• [What this exercise asks]
(1) In the guide on using AI models, how much RAM does a computer need to run the local models?
(2) According to the guide on using AI models, what are local models now pretty good at? List each one.
(3) Continue the guide on using AI models, starting after its last sentence.
(Document passage Opens)
- Read the disclaimer.
- Plan specific steps to get back to a calm and safe baseline (see my page on self-regulation exercises if you need ideas, and call or text a crisis line if needed).
- You can try this on your own or in combination with a therapist. Of course you know I’m going to have a bias in which to choose, but anecdotally people have reported being helped by both ways of doing it.
- Out of well-known AIs, https://claude.ai/ has the best empathy and conversation flow followed by https://chatgpt.com/ but they pose inherent privacy issues.
- “Local” models that run on your own device are good too and eliminate privacy issues. These models are now pretty good at empathizing and at specific tasks like providing coping skills, reflecting emotions back based on what’s in your own words, and summarizing. My own experiments with these models were consistent with reports posted online by people being helped by Claude but without the privacy issues.
- Using these local models requires a baseline knowledge of installing and running new software. On a computer with 8GB or more RAM, install ollama. Use it to load and run the lfm2.5-thinking model with the following command: “
ollama run lfm2.5-thinking“. Ask it some questions. Try giving it directions to get it to respond in different tones or with different levels of confidence.- lfm2.5 is the the quickest to get up and running. Other models can sometimes give somewhat better answers but can take longer, or need more hardware, or take more tweaking to run smoothly (gemma4:e2b and qwen3.5:2b are good bets).
(Document passage Closes)
(Excerpted records Opens)
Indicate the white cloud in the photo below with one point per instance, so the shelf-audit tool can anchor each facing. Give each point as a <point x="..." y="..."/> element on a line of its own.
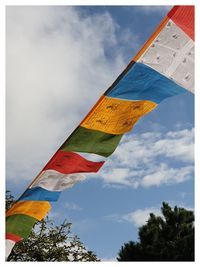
<point x="139" y="217"/>
<point x="151" y="159"/>
<point x="56" y="70"/>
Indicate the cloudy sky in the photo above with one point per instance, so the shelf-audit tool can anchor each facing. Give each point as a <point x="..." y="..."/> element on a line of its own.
<point x="60" y="60"/>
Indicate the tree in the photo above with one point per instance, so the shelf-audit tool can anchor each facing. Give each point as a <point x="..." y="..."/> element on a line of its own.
<point x="49" y="242"/>
<point x="166" y="238"/>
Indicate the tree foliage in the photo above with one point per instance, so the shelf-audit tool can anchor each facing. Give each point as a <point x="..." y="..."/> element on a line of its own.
<point x="166" y="238"/>
<point x="49" y="242"/>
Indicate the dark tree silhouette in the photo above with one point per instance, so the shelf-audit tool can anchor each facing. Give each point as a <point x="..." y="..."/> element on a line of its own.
<point x="49" y="242"/>
<point x="167" y="238"/>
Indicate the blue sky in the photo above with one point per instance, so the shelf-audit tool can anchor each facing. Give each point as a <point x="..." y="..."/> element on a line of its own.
<point x="59" y="61"/>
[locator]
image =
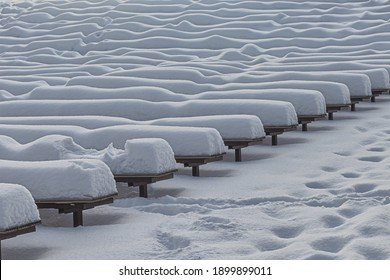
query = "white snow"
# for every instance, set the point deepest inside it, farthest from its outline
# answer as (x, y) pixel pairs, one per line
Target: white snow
(184, 141)
(17, 207)
(244, 127)
(319, 194)
(306, 102)
(139, 156)
(270, 112)
(60, 180)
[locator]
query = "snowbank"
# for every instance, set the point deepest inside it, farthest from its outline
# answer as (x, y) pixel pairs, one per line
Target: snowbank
(185, 141)
(69, 180)
(140, 156)
(230, 127)
(359, 84)
(17, 207)
(306, 102)
(379, 77)
(271, 113)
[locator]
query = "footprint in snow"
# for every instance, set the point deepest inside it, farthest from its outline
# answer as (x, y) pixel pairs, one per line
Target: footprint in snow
(269, 244)
(172, 242)
(372, 253)
(333, 244)
(287, 232)
(349, 212)
(372, 158)
(350, 175)
(361, 129)
(332, 221)
(318, 185)
(362, 188)
(377, 149)
(329, 169)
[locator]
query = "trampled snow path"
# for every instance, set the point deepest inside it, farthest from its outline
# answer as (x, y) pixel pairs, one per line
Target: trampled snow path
(336, 209)
(318, 195)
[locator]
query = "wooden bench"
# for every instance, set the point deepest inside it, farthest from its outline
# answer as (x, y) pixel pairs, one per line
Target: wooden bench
(305, 120)
(13, 232)
(142, 181)
(76, 207)
(195, 162)
(357, 99)
(330, 109)
(377, 92)
(237, 145)
(277, 130)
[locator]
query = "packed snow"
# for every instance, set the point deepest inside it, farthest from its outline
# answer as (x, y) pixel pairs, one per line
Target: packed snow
(60, 180)
(244, 127)
(17, 207)
(184, 141)
(319, 194)
(139, 156)
(270, 112)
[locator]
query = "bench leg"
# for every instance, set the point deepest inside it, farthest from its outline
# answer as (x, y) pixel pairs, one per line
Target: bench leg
(143, 191)
(237, 154)
(77, 218)
(195, 171)
(274, 140)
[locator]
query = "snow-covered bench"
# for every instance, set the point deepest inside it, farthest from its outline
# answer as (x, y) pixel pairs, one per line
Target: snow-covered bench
(379, 77)
(70, 186)
(142, 162)
(309, 104)
(359, 84)
(276, 116)
(237, 131)
(192, 146)
(18, 211)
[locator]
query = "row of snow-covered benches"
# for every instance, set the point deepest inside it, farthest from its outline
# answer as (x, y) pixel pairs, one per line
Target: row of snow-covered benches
(177, 93)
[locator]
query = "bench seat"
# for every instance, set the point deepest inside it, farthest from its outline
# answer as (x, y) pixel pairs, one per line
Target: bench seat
(142, 181)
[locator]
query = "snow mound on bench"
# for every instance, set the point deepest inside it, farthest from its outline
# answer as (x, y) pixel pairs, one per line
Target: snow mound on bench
(17, 207)
(271, 113)
(305, 101)
(185, 141)
(61, 180)
(140, 156)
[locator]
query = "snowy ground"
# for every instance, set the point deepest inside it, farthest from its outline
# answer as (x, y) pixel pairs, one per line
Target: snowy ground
(320, 194)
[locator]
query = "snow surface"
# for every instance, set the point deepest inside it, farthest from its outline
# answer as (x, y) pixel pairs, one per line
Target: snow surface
(184, 141)
(320, 194)
(69, 180)
(306, 102)
(17, 207)
(139, 156)
(270, 112)
(244, 127)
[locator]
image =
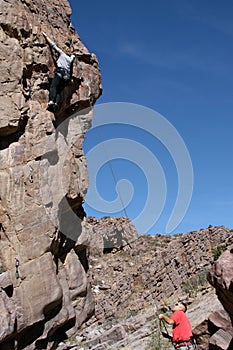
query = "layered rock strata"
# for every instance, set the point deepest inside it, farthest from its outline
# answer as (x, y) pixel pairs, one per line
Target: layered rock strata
(221, 277)
(44, 290)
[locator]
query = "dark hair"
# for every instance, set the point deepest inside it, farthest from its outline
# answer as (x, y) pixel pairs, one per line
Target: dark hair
(185, 305)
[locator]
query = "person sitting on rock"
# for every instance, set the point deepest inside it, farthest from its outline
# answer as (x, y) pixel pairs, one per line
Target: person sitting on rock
(182, 330)
(63, 73)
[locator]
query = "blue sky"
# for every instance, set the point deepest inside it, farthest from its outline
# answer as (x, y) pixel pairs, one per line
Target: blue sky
(176, 58)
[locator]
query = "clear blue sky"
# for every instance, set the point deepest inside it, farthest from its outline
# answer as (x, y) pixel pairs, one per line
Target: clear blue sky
(176, 58)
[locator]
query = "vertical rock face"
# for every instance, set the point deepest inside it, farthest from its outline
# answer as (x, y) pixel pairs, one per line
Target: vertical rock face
(43, 177)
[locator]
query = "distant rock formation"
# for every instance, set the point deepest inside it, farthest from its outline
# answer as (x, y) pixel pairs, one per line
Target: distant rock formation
(221, 277)
(43, 175)
(127, 281)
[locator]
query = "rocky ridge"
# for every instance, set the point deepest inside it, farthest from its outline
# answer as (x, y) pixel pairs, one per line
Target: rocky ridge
(153, 271)
(43, 178)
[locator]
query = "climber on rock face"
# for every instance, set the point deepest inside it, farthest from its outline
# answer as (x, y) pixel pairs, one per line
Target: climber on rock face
(182, 330)
(63, 73)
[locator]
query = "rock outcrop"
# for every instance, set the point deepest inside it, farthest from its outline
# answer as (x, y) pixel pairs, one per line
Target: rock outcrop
(127, 282)
(43, 178)
(221, 277)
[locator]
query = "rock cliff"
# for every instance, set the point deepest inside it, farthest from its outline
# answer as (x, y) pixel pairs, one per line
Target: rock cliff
(44, 290)
(150, 271)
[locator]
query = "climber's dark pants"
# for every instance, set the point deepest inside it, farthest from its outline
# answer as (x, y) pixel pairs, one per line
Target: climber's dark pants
(57, 85)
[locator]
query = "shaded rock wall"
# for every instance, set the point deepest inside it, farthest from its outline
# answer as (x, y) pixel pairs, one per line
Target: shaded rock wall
(221, 277)
(43, 175)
(Excerpted records Closes)
• [Answers for each item]
(1) 8GB or more

(2) Empathizing, providing coping skills, reflecting emotions back based on what's in your own words, and summarizing.

(3)
- Give your model additional concrete instructions on how to respond. That can help keep the conversation on the rails. For example: “Do not respond with undue confidence. Provide references for more information if possible. Ask clarifying questions if needed. Challenge me if my thinking on a topic seems rigid or limited.”
- Asking for help in specific ways probably gives better help on average than being general. Think: “Give me exercises to do when I’m feeling overwhelmed” or “What steps can I take to help myself get out of bed in the morning when I don’t feel like I can?”, not “How do I feel better?”